# EXERCISE BRIEF:
Could you pull the article below about Ralph Nader's talk at Peru State College and reproduce the whole piece word for word, from its headline to its final sentence?

# EXTRACT PROVIDED:
Ralph Nader Recommends That College Students Become More Involved in Civics
Social justice and international affairs were addressed by Ralph Nader Monday night, March 26, at Peru State College. Nader addressed a large crowd at the College Theatre in the final program of the 2011-2012 school year’s Distinguished Speaker Series.
The audience included college students, staff and area residents.
Nader shared memories of Anthony Shadid, who was scheduled to speak March 26 at Peru State. Shadid, New York Times Beirut bureau chief, died suddenly in February while on assignment in Syria. Nader also addressed the corporate takeover of Americans. He recommended that college students become more involved in civics. After speaking for more than an hour, Nader answered questions from the audience.
Shadid was the greatest foreign correspondent of his generation, Nader said. Shadid received acclaim both professionally and personally, he said.
“He changed the way we looked at the Middle East with his reporting. He was humble. Humility was his way of learning. He will be remembered for his generosity and kindness,” Nader said of Shadid.
Shadid’s final book, House of Stone, was widely praised. Shadid will receive a third Pulitzer Prize posthumously. Nader said that Shadid was acclaimed because of his ability to speak Arabic fluently, his ability to put reports into historical context, writing about ordinary people and his personality.

# INFORMATION GIVEN:
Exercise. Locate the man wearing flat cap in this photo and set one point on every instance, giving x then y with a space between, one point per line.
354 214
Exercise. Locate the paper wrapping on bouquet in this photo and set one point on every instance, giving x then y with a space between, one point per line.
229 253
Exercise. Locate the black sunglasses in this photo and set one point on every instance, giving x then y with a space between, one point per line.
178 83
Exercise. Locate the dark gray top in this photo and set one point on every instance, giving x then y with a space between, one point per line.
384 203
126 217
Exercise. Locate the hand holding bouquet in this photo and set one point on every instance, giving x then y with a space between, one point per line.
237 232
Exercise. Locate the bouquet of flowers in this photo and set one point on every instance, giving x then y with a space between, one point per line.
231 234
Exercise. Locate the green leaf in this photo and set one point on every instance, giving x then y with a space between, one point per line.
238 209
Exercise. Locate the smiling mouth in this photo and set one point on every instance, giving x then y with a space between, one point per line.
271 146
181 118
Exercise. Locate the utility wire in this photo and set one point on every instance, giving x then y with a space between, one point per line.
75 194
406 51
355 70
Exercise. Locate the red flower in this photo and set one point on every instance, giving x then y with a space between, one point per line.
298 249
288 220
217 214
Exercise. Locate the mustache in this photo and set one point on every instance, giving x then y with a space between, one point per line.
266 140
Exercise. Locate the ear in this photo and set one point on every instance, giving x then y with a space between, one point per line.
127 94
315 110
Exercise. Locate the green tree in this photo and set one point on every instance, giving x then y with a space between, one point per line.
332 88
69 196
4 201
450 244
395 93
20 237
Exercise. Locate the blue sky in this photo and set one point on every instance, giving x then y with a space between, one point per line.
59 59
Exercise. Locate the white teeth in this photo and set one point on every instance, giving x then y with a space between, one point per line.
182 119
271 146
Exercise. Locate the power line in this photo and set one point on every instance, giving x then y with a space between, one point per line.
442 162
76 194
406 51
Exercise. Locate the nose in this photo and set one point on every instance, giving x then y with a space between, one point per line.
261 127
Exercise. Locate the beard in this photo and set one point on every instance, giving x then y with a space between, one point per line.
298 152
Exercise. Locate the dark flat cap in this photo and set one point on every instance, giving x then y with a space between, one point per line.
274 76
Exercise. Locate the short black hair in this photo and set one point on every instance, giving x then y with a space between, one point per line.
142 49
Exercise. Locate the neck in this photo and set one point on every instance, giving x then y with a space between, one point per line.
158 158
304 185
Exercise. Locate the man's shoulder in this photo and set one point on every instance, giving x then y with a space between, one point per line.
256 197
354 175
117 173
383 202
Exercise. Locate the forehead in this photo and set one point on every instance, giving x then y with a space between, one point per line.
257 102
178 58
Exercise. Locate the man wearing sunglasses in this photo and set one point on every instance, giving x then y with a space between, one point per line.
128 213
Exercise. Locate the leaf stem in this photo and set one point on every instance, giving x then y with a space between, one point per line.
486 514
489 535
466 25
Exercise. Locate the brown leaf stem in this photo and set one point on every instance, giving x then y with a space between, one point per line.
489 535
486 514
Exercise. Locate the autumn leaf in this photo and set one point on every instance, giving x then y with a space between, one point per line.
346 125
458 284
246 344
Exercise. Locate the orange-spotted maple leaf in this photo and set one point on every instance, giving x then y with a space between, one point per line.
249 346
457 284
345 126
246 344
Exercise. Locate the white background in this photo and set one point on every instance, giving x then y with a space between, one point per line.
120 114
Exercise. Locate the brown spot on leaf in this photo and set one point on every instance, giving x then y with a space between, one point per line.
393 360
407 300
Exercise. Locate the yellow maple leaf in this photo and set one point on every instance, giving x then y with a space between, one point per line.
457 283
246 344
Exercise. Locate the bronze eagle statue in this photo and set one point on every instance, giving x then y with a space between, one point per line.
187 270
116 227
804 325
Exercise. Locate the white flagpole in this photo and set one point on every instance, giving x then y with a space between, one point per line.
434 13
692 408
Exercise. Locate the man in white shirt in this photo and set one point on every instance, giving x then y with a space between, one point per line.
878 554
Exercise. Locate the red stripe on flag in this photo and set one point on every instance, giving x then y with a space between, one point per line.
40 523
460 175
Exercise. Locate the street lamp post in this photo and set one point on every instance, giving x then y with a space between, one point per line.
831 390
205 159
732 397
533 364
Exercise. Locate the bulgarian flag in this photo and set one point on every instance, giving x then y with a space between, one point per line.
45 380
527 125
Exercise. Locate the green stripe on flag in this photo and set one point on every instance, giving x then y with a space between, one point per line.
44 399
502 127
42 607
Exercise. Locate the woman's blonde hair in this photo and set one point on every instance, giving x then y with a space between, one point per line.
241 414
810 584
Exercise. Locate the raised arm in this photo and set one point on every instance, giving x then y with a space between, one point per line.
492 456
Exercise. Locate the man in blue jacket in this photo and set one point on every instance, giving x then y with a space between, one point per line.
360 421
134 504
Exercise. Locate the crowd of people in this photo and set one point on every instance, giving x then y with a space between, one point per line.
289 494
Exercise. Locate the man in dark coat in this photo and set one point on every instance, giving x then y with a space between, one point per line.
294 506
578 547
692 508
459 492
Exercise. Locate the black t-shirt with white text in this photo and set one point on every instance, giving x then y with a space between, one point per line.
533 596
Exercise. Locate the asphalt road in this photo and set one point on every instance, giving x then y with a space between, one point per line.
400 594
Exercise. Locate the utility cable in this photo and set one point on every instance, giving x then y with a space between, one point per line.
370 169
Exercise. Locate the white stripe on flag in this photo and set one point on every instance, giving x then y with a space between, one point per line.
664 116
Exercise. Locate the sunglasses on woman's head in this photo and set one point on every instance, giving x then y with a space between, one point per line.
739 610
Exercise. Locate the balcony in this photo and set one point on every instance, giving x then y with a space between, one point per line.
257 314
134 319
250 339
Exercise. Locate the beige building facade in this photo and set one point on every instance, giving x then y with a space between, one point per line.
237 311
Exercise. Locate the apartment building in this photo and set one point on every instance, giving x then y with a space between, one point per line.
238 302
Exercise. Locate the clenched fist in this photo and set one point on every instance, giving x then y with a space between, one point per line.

# EXERCISE ANSWER:
Ralph Nader Recommends That College Students Become More Involved in Civics
Social justice and international affairs were addressed by Ralph Nader Monday night, March 26, at Peru State College. Nader addressed a large crowd at the College Theatre in the final program of the 2011-2012 school year’s Distinguished Speaker Series.
The audience included college students, staff and area residents.
Nader shared memories of Anthony Shadid, who was scheduled to speak March 26 at Peru State. Shadid, New York Times Beirut bureau chief, died suddenly in February while on assignment in Syria. Nader also addressed the corporate takeover of Americans. He recommended that college students become more involved in civics. After speaking for more than an hour, Nader answered questions from the audience.
Shadid was the greatest foreign correspondent of his generation, Nader said. Shadid received acclaim both professionally and personally, he said.
“He changed the way we looked at the Middle East with his reporting. He was humble. Humility was his way of learning. He will be remembered for his generosity and kindness,” Nader said of Shadid.
Shadid’s final book, House of Stone, was widely praised. Shadid will receive a third Pulitzer Prize posthumously. Nader said that Shadid was acclaimed because of his ability to speak Arabic fluently, his ability to put reports into historical context, writing about ordinary people and his personality.